As the U.S and other nations began to see Australia as a potential market due to the large geographical size and dependence on transport, a flood of cars was imported into Australia. In 1917 there were 15,000 cars imported, this consisted of 10,000 Ford model T, 2,300 Dodges, 1500 Buicks and 1200 others (Technology in Australia 1788 – 1988, n.d.).
The Australian government saw huge potential for job creation and skill retention in the automotive industry and therefore because of the large influx of imported cars the Australian government imposed customs duty and tariffs on imported cars to encourage local manufacturing. In 1924 records show that there were 102 different types of cars of which 40% originated from United Kingdom, 10% Europe and 50% from North America. In 1920-21 there was one vehicle to every fifty people but by 1929-30 there was one vehicle between 11 people (Technology in Australia 1788 – 1988, n.d.).
The success of the government’s policy of imposing a tax was shown through the production of cars in Australia which went from a few thousand in 1918 to around 90,000 in 1926-27. This was due to firms starting their own production plants such as GM-Holden and Ford.
Ford Australia was established in Geelong 1925. This was one of the first and major car production plants in Australia and focused on producing the iconic Ford Model T. Many Australian farming communities were sceptical at first using cars for work duties as they did not cope well with the rough terrain and farm lifestyle.
Therefore in 1934 Ford Geelong produced the world’s first utility vehicle. This design was monumental for the automotive industry and also the economy as the utility vehicle began to be heavily exported to overseas nations. Short years later in 1926-27 more companies decided to invest in Australia such as GM-Holden, Chrysler, Volkswagen and the British Motor Corporation which they all installed presses and began manufacturing.

#####

Continue the text on Australia's early car industry, starting after its final sentence. The material is separate from the text on Australia's early car industry.

DATASET.

#####

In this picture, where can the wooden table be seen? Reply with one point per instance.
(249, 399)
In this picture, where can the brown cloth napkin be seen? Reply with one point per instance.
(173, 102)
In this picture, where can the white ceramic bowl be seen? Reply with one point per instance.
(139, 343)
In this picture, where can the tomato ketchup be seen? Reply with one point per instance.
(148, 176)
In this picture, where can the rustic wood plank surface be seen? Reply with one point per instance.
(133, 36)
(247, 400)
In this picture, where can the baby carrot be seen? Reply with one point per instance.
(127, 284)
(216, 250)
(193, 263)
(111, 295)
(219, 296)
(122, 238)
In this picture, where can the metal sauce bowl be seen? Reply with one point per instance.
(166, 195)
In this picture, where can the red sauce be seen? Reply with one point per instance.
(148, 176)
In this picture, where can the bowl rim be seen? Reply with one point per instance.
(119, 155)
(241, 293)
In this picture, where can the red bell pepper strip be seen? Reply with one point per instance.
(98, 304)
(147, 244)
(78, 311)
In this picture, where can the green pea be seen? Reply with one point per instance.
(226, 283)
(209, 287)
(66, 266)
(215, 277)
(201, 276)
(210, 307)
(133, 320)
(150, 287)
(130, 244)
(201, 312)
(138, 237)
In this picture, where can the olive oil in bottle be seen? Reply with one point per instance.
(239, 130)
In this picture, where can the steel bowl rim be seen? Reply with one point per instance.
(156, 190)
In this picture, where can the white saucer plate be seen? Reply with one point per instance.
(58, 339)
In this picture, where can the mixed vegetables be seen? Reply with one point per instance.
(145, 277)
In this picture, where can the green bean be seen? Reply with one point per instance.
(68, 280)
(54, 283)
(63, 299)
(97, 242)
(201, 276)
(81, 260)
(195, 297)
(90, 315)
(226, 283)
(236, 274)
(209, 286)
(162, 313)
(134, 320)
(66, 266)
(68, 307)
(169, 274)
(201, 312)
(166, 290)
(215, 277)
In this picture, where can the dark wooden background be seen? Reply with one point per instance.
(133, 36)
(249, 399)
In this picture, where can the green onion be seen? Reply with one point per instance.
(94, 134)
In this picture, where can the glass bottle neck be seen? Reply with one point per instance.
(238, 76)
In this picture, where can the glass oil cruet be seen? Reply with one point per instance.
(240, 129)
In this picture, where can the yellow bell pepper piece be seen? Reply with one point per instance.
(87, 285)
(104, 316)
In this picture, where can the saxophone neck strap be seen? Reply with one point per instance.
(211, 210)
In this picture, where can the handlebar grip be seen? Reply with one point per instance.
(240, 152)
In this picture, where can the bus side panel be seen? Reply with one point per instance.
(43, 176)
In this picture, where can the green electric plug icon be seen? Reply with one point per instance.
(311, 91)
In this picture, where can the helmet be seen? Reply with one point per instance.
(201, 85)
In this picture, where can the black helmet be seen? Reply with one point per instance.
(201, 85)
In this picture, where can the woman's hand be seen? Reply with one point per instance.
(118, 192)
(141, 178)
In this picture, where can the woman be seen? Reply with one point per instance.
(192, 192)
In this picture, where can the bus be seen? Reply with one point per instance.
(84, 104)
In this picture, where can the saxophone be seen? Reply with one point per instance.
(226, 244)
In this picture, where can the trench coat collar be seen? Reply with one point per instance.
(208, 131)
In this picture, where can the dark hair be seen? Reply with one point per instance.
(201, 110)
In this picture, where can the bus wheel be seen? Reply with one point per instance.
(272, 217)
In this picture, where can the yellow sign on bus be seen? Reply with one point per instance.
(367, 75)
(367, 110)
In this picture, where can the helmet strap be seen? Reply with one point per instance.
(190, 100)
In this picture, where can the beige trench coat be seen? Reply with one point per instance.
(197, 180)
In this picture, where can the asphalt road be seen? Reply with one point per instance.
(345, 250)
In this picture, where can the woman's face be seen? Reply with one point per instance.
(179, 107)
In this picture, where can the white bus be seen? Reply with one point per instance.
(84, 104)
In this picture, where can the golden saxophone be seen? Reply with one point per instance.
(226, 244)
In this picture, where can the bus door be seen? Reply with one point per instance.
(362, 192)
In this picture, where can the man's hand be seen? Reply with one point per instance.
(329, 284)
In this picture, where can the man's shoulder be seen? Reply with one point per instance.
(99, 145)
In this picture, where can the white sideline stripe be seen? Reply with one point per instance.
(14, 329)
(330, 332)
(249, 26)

#####

EXERCISE ANSWER.
Soon came the Second World War and vehicle manufacturers were forced by the government to produce a range of defence needs, from sea grenades, landing craft, aircraft back up fuel tanks, to armoured attacking vehicles. This had a negative impact onto not only the automobile industry but the economy as well. Post war the Australian automobile industry invited motor companies to manufacture in Australia at a high level of local content (90%) in return for quota and tariff protection (Technology in Australia 1788 – 1988, n.d.). To retain the skills of people developed in the war and to increase jobs.
Through negotiations with GM Holden and Holden Australia the first ‘Australian’ Holden was manufactured in 1948. Holden Australia now had a permit to mass produce in its home nation and quickly set up large assembly lines. The Holden car had a major impact onto the Automotive Industry as it set its prices a lot lower than its competitors forcing competitors to produce efficient and better cars for the consumer, but also Holden was widely accepted around the world and this increased the exports dramatically in the Australian Automobile Industry.
From then on the Automobile industry boomed in Australia due to the rapidly rising population and incomes. New registrations of passenger vehicles averaged at 74,000 in 1950 increasing to 160,000 in 1955-7 and 302,000 in 1962-64 (Technology in Australia 1788 – 1988, n.d.).
Assistance provided by the Australian Government for the automotive industry
Over the years, the Australian Government has protected the Australian Automobile Industry in many ways such as minimum level of local content requirement, import quotas and tariffs on foreign vehicles (Australian Bureau of Statistics 2005). This help to build up the local automobile manufacturing industry over the year as limits competition from external forces. However, these over protection has failed in helping the industry grow healthily as it is ineffective in making the industry competitive against the foreign market which is large and strong. Therefore, the assistances provided by the Australian government have slowly been decreased to help the local industry adapt to the competitiveness of the global market. Import quotas were cut down to 20% in 1984 and completely terminated in 1988. Tariffs which used to be as high as 57% in 1984 were also slowly decreased by 2.5% per annum starting 1990 until it reached 15% in 2000. The tariffs rate continues to drop from 15% to 10% in 2005 then to 5% in 2010 (Australian Bureau of Statistics 2005). Currently, the tariffs rate maintains at 5% and there are also 0% tariffs on automobile imports from certain country like Thailand due to the Free Trade Agreement (Nuguid 2012).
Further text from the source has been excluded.